• [SHORT TASK]
Starting at the line that contains "query: green lettuce leaf" and continuing through the end of the records, set out those lines as a numbered list, leaving out any blank lines.

• [RECORDS SUPPLIED]
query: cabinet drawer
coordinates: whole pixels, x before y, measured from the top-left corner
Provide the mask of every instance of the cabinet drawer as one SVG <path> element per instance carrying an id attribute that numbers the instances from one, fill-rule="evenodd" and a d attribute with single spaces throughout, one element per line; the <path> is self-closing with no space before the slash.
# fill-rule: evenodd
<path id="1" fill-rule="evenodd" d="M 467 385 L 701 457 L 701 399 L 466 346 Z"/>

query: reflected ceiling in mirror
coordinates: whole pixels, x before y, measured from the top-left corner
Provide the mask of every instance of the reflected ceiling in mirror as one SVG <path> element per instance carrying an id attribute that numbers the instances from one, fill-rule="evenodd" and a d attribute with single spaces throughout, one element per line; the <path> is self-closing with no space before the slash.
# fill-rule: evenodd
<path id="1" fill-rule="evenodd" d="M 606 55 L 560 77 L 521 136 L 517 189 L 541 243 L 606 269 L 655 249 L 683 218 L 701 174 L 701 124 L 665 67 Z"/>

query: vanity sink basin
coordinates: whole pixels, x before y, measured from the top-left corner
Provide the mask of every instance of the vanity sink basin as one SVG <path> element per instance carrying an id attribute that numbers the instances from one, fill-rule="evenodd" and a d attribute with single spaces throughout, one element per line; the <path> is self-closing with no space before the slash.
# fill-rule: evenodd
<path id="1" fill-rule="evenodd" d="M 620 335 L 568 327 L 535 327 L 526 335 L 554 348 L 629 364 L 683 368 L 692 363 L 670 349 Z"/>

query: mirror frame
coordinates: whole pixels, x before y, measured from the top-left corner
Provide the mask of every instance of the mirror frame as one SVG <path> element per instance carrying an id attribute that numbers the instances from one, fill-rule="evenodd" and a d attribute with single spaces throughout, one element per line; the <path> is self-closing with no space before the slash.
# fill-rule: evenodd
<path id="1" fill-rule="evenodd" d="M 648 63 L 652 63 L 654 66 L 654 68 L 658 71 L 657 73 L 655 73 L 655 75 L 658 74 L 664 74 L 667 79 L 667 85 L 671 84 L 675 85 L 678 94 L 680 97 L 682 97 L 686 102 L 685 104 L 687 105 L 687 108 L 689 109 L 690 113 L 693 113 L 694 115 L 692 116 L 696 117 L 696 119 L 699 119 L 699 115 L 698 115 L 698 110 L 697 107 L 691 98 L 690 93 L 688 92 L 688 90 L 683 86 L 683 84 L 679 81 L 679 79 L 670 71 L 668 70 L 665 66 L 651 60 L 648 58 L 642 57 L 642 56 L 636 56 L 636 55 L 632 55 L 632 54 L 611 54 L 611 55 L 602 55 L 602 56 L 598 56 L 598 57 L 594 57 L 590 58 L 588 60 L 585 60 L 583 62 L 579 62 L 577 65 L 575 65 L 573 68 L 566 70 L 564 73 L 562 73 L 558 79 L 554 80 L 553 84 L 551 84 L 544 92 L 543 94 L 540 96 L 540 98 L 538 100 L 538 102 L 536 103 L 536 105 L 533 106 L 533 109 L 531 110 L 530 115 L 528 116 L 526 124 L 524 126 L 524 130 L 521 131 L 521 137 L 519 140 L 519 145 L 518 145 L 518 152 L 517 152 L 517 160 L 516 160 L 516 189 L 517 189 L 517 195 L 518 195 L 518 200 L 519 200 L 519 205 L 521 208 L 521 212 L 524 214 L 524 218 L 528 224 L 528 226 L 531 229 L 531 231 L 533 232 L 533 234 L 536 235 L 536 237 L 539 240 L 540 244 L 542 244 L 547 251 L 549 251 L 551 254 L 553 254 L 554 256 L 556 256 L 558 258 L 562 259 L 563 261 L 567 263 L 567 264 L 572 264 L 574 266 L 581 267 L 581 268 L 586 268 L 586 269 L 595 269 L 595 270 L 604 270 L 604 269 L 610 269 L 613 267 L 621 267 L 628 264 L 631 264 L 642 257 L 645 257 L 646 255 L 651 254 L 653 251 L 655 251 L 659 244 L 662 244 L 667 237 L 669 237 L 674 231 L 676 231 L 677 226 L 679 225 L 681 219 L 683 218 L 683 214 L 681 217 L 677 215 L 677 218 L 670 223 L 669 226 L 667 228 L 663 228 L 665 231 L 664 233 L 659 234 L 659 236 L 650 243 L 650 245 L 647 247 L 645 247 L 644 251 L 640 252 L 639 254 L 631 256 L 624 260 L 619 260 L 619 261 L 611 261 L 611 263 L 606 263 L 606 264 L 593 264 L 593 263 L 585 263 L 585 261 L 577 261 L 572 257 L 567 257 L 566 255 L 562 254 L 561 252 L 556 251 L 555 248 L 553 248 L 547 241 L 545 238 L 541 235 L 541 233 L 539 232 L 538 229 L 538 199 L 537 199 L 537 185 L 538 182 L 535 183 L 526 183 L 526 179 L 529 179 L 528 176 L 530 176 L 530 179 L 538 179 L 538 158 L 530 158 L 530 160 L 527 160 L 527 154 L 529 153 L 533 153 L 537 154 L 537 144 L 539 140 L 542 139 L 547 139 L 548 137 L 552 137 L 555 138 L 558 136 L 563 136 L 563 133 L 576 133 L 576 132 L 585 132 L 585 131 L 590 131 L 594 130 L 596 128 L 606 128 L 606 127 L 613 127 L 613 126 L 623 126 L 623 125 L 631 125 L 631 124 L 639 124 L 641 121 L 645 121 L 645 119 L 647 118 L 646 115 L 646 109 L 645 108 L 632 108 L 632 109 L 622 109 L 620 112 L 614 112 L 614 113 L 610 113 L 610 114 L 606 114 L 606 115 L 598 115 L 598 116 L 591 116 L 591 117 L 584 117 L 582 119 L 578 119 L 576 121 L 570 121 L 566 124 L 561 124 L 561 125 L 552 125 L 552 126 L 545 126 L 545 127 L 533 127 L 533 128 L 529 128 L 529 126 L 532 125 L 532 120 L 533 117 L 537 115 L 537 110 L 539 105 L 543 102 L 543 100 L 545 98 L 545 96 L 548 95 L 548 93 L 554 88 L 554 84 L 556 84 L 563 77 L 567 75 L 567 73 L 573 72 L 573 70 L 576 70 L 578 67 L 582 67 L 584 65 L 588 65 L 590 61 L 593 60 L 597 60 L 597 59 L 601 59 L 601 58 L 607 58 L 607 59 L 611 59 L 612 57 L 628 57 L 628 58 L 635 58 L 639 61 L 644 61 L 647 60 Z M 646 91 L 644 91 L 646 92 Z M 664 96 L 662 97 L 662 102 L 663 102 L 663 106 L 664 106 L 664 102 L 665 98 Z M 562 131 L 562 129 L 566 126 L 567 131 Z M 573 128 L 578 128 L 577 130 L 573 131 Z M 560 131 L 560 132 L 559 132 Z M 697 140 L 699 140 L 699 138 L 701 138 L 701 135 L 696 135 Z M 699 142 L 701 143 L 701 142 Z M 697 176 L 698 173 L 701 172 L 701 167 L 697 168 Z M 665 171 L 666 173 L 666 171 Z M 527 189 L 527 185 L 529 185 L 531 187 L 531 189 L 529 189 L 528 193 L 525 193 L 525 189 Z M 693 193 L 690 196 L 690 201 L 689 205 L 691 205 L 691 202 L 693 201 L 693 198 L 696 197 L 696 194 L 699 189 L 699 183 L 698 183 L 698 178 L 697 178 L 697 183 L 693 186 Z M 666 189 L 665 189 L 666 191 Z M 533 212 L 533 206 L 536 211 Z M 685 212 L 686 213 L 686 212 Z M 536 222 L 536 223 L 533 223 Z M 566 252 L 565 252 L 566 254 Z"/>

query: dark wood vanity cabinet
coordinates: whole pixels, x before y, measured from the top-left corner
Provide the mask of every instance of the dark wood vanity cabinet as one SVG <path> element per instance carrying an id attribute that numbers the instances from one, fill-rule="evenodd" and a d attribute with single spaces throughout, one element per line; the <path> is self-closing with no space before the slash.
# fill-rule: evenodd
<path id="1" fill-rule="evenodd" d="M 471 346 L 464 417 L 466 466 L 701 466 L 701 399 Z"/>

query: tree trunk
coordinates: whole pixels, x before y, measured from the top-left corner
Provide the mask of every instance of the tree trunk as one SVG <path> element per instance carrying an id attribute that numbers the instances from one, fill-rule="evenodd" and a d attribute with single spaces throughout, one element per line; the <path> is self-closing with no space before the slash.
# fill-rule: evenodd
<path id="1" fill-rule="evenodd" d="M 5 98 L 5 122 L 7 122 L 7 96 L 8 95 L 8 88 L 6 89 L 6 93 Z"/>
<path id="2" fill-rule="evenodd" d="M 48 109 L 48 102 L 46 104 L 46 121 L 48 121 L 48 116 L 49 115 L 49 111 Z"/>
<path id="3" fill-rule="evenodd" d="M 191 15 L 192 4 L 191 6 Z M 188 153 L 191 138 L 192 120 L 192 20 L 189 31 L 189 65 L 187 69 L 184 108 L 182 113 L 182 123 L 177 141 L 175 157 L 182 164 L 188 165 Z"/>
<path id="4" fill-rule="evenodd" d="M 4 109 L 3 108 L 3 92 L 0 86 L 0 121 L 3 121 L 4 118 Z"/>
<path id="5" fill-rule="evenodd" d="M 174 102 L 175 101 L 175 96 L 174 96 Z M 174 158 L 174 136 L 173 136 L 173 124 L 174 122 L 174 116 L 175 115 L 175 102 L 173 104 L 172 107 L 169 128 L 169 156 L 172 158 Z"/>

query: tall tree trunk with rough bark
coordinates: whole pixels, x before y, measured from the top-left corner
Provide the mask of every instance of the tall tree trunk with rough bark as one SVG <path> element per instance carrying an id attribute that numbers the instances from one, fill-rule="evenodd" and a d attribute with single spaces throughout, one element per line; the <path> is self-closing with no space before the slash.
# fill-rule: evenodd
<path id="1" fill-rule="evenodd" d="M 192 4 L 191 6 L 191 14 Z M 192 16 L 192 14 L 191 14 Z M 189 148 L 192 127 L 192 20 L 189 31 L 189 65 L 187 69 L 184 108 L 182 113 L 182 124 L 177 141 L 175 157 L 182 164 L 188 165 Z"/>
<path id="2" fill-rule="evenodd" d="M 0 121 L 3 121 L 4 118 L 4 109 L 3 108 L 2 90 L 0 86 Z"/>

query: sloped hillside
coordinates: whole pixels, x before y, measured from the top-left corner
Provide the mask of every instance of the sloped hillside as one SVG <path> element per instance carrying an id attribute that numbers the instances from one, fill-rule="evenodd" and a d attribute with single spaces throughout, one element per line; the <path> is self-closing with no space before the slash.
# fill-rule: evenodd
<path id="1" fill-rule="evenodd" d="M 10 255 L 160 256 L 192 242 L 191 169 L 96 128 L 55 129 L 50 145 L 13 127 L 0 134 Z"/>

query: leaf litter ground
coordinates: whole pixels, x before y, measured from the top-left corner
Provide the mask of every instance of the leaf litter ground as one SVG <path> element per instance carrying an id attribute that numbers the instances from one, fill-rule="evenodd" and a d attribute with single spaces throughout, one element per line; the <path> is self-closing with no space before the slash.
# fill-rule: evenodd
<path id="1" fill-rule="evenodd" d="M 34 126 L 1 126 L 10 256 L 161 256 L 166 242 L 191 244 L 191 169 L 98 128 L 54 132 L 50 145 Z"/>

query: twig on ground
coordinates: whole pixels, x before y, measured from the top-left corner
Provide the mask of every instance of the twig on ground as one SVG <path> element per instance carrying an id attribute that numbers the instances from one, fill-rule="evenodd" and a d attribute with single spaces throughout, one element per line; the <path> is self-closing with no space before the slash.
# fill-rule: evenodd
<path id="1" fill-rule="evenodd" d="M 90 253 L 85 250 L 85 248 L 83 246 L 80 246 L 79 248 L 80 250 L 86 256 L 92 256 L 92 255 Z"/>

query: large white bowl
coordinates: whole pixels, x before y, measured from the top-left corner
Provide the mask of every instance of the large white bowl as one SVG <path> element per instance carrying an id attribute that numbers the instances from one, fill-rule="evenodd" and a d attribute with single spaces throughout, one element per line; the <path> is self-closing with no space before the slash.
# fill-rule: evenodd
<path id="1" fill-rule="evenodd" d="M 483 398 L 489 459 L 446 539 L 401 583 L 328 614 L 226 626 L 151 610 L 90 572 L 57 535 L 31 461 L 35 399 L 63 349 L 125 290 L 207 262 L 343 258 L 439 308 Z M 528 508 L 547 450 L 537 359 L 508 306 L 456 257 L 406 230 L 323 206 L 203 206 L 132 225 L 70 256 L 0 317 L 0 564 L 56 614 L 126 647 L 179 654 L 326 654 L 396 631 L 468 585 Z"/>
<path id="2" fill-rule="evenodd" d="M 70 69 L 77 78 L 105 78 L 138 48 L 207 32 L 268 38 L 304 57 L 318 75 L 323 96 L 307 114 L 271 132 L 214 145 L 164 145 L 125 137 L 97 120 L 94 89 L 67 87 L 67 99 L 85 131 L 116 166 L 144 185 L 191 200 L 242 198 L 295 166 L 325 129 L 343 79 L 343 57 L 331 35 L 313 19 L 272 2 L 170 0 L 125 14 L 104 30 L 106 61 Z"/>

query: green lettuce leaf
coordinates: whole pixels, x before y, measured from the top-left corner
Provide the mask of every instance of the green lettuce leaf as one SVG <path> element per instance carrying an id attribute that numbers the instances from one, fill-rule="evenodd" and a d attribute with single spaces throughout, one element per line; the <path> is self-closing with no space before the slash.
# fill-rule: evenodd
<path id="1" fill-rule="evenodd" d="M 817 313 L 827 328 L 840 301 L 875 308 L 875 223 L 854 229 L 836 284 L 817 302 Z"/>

• [RESULT OF THE EXERCISE]
1. query: green lettuce leaf
2. coordinates: whole pixels, x before y, measured from the top-left corner
3. Provide the mask of every instance of the green lettuce leaf as one SVG <path> element per instance carrying an id attribute that numbers the instances from one, fill-rule="evenodd" and a d attribute with single spaces throughout, one element per line; the <path> is self-closing with no space before the slash.
4. # fill-rule: evenodd
5. <path id="1" fill-rule="evenodd" d="M 817 313 L 827 328 L 840 301 L 875 308 L 875 223 L 854 229 L 836 284 L 817 302 Z"/>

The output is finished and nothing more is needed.